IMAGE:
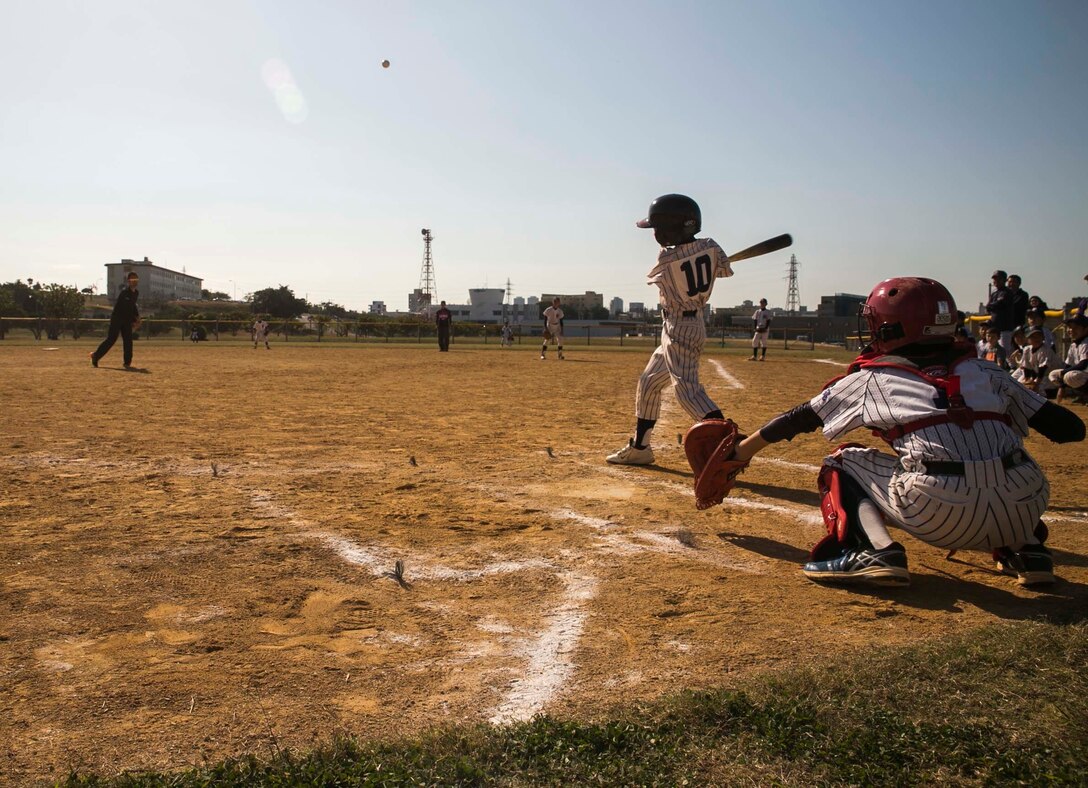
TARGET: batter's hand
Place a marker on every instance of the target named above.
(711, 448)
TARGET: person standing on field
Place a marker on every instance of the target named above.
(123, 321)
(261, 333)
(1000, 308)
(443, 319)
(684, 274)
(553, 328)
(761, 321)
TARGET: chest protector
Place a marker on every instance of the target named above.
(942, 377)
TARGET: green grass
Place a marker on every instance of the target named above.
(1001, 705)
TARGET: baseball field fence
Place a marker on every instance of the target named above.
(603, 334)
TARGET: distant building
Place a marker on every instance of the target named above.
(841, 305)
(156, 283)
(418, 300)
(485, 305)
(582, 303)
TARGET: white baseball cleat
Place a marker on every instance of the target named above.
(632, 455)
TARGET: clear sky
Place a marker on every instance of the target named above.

---

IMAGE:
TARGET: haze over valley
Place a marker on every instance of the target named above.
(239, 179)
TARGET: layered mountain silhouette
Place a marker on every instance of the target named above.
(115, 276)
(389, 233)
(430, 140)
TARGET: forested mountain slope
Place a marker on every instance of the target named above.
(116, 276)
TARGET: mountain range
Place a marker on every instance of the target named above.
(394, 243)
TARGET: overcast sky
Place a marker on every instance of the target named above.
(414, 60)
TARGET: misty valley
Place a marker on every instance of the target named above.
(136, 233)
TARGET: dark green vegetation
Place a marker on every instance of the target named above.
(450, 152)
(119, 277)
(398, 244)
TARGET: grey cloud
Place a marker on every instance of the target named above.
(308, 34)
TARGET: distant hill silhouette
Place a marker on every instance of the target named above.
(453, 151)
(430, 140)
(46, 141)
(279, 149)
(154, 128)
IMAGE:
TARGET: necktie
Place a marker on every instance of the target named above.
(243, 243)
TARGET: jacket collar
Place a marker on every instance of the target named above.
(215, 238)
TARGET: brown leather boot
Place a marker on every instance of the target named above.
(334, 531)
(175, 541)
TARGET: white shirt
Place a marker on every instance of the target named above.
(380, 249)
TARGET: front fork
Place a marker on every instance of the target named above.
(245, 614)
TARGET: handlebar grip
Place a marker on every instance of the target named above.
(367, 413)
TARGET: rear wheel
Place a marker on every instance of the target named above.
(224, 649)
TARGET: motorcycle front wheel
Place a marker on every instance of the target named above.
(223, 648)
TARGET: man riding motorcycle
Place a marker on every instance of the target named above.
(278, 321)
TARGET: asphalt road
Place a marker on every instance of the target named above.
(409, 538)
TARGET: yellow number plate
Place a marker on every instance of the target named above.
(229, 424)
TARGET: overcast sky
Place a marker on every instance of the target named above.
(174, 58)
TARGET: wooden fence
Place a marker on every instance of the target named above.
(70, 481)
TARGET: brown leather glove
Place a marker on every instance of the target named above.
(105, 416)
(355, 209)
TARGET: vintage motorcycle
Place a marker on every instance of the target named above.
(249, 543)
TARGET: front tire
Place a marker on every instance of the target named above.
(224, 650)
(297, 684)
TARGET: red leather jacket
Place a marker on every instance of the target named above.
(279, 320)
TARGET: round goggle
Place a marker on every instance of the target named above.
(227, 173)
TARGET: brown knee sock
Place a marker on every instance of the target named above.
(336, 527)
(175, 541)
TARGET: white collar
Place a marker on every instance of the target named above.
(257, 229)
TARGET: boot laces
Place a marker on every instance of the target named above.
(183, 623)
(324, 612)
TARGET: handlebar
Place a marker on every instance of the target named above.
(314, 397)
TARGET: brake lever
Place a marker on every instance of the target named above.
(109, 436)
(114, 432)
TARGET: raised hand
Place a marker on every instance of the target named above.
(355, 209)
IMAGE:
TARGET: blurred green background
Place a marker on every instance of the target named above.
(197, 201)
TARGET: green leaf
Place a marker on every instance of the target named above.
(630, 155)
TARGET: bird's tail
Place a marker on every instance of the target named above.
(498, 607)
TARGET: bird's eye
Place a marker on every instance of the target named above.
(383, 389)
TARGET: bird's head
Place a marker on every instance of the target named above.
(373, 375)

**SET EXERCISE:** State how many lines in the records above contain the word "valley", giving only the number.

**EXERCISE RESPONSE:** 2